[[ DATASET RECORDS, beginning ]]

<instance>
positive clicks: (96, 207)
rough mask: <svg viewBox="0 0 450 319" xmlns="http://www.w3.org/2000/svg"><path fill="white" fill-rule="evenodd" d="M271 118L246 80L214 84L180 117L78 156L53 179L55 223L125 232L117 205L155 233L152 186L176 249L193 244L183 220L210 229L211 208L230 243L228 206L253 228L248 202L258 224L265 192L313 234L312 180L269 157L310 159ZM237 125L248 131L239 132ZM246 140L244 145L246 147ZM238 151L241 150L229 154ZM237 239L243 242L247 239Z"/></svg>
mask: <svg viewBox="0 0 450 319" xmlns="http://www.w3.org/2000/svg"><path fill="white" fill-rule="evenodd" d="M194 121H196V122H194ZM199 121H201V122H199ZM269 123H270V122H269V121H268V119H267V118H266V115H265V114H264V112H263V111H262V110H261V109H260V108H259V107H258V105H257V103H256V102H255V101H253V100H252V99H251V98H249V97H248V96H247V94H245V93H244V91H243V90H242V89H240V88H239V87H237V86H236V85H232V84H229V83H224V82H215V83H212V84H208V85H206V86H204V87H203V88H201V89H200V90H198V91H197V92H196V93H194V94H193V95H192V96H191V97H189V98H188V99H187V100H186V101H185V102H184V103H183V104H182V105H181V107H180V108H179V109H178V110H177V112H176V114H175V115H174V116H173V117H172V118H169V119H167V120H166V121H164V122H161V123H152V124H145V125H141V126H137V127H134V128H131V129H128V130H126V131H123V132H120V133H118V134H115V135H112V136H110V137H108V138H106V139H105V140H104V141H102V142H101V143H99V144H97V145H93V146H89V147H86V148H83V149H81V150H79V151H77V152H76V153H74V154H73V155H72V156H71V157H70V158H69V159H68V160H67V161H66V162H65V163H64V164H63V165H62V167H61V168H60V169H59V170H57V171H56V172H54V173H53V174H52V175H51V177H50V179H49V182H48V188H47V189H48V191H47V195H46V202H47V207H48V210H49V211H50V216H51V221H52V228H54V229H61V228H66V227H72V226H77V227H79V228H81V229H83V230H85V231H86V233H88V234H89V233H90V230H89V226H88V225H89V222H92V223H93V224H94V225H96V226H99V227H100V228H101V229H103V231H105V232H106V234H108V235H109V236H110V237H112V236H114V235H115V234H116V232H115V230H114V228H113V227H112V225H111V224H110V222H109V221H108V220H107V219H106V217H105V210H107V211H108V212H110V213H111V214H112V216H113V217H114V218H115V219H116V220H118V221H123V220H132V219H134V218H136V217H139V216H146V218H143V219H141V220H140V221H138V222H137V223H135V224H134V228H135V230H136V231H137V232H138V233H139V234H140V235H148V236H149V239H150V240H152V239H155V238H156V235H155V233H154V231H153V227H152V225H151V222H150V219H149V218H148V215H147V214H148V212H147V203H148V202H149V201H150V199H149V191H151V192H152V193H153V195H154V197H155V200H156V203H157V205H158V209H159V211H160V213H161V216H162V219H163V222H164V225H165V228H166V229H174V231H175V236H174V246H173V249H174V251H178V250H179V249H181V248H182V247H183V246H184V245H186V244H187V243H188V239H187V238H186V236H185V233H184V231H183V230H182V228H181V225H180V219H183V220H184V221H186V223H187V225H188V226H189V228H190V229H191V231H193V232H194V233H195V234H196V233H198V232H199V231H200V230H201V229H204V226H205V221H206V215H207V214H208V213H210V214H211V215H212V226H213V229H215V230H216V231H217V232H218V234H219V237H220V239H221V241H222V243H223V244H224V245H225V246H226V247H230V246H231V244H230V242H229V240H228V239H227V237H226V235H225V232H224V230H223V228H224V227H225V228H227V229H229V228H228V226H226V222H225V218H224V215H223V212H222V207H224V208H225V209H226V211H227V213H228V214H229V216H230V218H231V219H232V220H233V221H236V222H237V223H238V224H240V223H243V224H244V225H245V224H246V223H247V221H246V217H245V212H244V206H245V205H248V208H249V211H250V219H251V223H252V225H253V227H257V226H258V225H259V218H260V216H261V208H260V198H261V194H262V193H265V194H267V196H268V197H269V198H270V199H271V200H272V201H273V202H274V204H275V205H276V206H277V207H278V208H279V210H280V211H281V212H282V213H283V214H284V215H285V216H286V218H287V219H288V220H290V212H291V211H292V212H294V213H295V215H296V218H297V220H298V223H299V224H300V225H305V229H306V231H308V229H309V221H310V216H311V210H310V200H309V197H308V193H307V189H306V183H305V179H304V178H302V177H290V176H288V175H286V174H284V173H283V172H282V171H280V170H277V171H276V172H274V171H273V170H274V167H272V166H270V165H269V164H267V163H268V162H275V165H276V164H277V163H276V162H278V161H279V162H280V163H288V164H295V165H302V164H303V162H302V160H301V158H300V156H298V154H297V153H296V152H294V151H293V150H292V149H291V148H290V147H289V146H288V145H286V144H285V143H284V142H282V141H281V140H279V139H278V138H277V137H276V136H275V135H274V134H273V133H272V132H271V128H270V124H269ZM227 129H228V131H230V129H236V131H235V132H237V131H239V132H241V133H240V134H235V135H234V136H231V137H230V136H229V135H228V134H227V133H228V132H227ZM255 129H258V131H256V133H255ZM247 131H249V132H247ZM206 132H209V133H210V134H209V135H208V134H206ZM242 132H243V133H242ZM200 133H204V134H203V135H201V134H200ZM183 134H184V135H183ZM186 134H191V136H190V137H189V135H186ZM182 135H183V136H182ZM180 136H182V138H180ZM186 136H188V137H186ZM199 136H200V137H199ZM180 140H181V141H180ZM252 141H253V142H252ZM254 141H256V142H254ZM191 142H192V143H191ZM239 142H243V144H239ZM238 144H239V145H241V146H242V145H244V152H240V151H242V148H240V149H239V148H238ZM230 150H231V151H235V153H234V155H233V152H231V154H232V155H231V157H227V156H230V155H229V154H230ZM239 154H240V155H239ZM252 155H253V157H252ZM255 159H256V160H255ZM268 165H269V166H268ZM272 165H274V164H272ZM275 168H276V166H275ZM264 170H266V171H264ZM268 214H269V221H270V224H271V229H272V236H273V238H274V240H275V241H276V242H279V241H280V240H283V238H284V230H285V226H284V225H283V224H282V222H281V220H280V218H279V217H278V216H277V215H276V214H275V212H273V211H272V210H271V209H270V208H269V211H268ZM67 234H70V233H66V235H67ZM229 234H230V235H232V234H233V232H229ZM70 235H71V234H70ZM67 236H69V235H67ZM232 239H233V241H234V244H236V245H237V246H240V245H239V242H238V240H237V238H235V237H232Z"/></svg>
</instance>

[[ DATASET RECORDS, end ]]

Please return all of the records exactly as they appear.

■ RESPONSE
<instance>
positive clicks: (96, 207)
rough mask: <svg viewBox="0 0 450 319" xmlns="http://www.w3.org/2000/svg"><path fill="white" fill-rule="evenodd" d="M271 118L246 80L214 84L180 117L78 156L53 179L55 223L125 232L117 205L155 233L152 186L176 249L193 244L183 220L210 229L211 208L230 243L228 206L253 228L248 202L258 224L265 192L313 234L312 180L269 157L310 159ZM237 125L248 131L239 132ZM246 140L244 145L246 147ZM238 151L241 150L229 154ZM237 239L243 242L247 239Z"/></svg>
mask: <svg viewBox="0 0 450 319" xmlns="http://www.w3.org/2000/svg"><path fill="white" fill-rule="evenodd" d="M194 121H196V122H194ZM199 121H201V122H199ZM269 123H270V122H269V121H268V119H267V118H266V115H265V114H264V112H263V111H262V110H261V109H260V108H259V107H258V105H257V103H256V102H255V101H253V100H252V99H251V98H249V97H248V96H247V94H245V93H244V91H243V90H242V89H240V88H239V87H237V86H236V85H232V84H229V83H224V82H215V83H212V84H208V85H206V86H204V87H203V88H201V89H200V90H198V91H197V92H196V93H194V94H193V95H192V96H191V97H189V98H188V99H187V100H186V101H185V102H184V103H183V104H182V105H181V107H180V108H179V109H178V110H177V112H176V114H175V115H174V116H173V117H172V118H169V119H167V120H166V121H164V122H161V123H152V124H145V125H141V126H137V127H134V128H131V129H128V130H126V131H123V132H120V133H118V134H115V135H112V136H110V137H108V138H106V139H105V140H104V141H102V142H101V143H99V144H97V145H93V146H89V147H86V148H83V149H81V150H79V151H77V152H76V153H74V154H73V155H72V156H71V157H70V158H69V159H68V160H67V161H66V162H65V163H64V164H63V165H62V167H61V168H60V169H59V170H57V171H56V172H54V173H53V174H52V175H51V177H50V179H49V182H48V188H47V189H48V191H47V195H46V202H47V207H48V210H49V211H50V216H51V221H52V228H54V229H61V228H66V227H72V226H77V227H79V228H81V229H83V230H85V231H86V233H88V234H89V233H90V230H89V226H88V225H89V222H92V223H93V224H94V225H96V226H99V227H100V228H101V229H103V231H105V232H106V234H108V235H109V236H110V237H112V236H114V235H115V234H116V232H115V230H114V228H113V227H112V225H111V224H110V222H109V221H108V220H107V219H106V217H105V210H107V211H108V212H110V213H111V214H112V216H113V217H114V218H115V219H116V220H118V221H123V220H132V219H134V218H136V217H139V216H146V218H143V219H141V220H140V221H138V222H137V223H135V224H134V228H135V230H136V231H137V232H138V233H139V234H140V235H148V236H149V239H150V240H152V239H155V238H156V235H155V233H154V231H153V227H152V225H151V222H150V219H149V218H148V215H147V214H148V212H147V203H148V202H149V201H150V199H149V191H151V192H152V193H153V195H154V197H155V200H156V203H157V205H158V209H159V211H160V213H161V216H162V219H163V222H164V225H165V228H166V229H174V231H175V236H174V246H173V249H174V251H178V250H179V249H181V248H182V247H183V246H184V245H186V244H187V243H188V239H187V238H186V236H185V233H184V231H183V230H182V228H181V225H180V219H183V220H184V221H186V223H187V225H188V226H189V228H190V229H191V231H193V232H194V233H195V234H196V233H198V232H199V231H200V230H201V229H204V226H205V221H206V215H207V214H208V213H210V214H211V215H212V226H213V229H215V230H216V231H217V232H218V234H219V237H220V239H221V241H222V243H223V244H224V245H225V246H226V247H230V246H231V244H230V242H229V240H228V239H227V237H226V235H225V232H224V230H223V228H224V227H225V228H227V229H229V228H228V226H226V222H225V218H224V215H223V212H222V207H224V208H225V209H226V211H227V213H228V214H229V216H230V218H231V219H232V220H233V221H236V222H237V223H238V224H240V223H243V224H244V225H245V224H246V223H247V221H246V217H245V212H244V206H245V205H248V208H249V211H250V219H251V223H252V225H253V227H257V226H258V225H259V218H260V216H261V208H260V198H261V194H262V193H265V194H267V196H268V197H269V198H270V199H271V200H272V201H273V202H274V204H275V205H276V206H277V207H278V208H279V210H280V211H281V212H282V213H283V214H284V215H285V216H286V218H287V219H288V220H290V212H291V211H292V212H294V213H295V215H296V218H297V220H298V223H299V224H300V225H305V229H306V231H308V229H309V221H310V216H311V210H310V200H309V197H308V193H307V189H306V183H305V179H304V178H302V177H290V176H288V175H286V174H284V173H283V172H282V171H280V170H277V171H276V172H274V171H273V170H274V167H272V166H270V165H269V164H267V163H268V162H275V165H276V164H277V163H276V162H278V161H279V162H280V163H288V164H295V165H302V164H303V162H302V160H301V158H300V156H298V154H297V153H296V152H294V151H293V150H292V149H291V148H290V147H289V146H288V145H286V144H285V143H284V142H282V141H281V140H279V139H278V138H277V137H276V136H275V135H274V134H273V133H272V132H271V128H270V124H269ZM227 129H228V131H230V129H236V131H235V132H237V131H239V132H241V133H240V134H235V135H234V136H231V137H230V136H229V135H228V134H227V133H228V132H227ZM255 129H258V131H256V133H255ZM247 131H249V132H247ZM206 132H209V133H210V134H209V135H208V134H206ZM242 132H243V133H242ZM200 133H204V134H203V135H201V134H200ZM183 134H184V135H183ZM186 134H191V136H190V137H189V135H186ZM182 135H183V136H182ZM180 136H182V138H180ZM186 136H188V137H186ZM199 136H200V137H199ZM180 140H181V141H180ZM252 141H253V142H252ZM254 141H256V142H254ZM191 142H192V143H191ZM239 142H243V144H239ZM238 144H239V145H241V146H242V145H244V152H240V151H242V148H240V149H239V148H238ZM230 150H231V151H235V153H234V155H233V152H231V154H232V155H231V157H227V156H230V155H229V154H230ZM239 154H240V155H239ZM252 155H253V157H252ZM255 159H256V160H255ZM268 165H269V166H268ZM272 165H274V164H272ZM275 168H276V166H275ZM264 170H266V171H264ZM268 214H269V221H270V224H271V229H272V236H273V238H274V240H275V241H276V242H279V241H280V240H283V238H284V230H285V226H284V225H283V224H282V222H281V220H280V218H279V217H278V216H277V215H276V214H275V212H273V211H272V210H271V209H270V208H269V211H268ZM67 234H70V233H66V235H67ZM229 234H230V235H232V234H233V232H229ZM70 235H71V234H70ZM67 236H69V235H67ZM232 239H233V241H234V244H236V245H237V246H240V245H239V242H238V240H237V238H235V237H232Z"/></svg>
</instance>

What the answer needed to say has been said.